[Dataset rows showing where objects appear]
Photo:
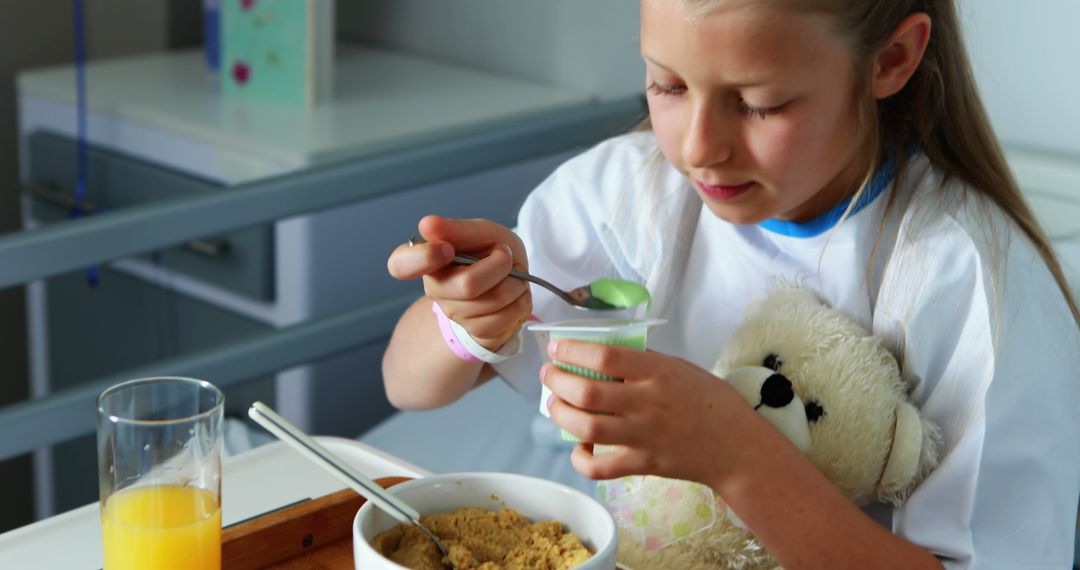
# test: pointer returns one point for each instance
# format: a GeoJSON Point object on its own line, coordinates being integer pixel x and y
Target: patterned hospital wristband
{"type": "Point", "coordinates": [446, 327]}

---

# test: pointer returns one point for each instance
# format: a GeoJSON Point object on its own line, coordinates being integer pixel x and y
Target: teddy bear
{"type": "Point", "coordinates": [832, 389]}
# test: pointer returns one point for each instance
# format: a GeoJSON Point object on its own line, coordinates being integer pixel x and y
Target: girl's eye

◆ AIM
Count the lines in the items that contain the string "Target", matching case exactly. Reply with the number alone.

◆ PROBLEM SOLUTION
3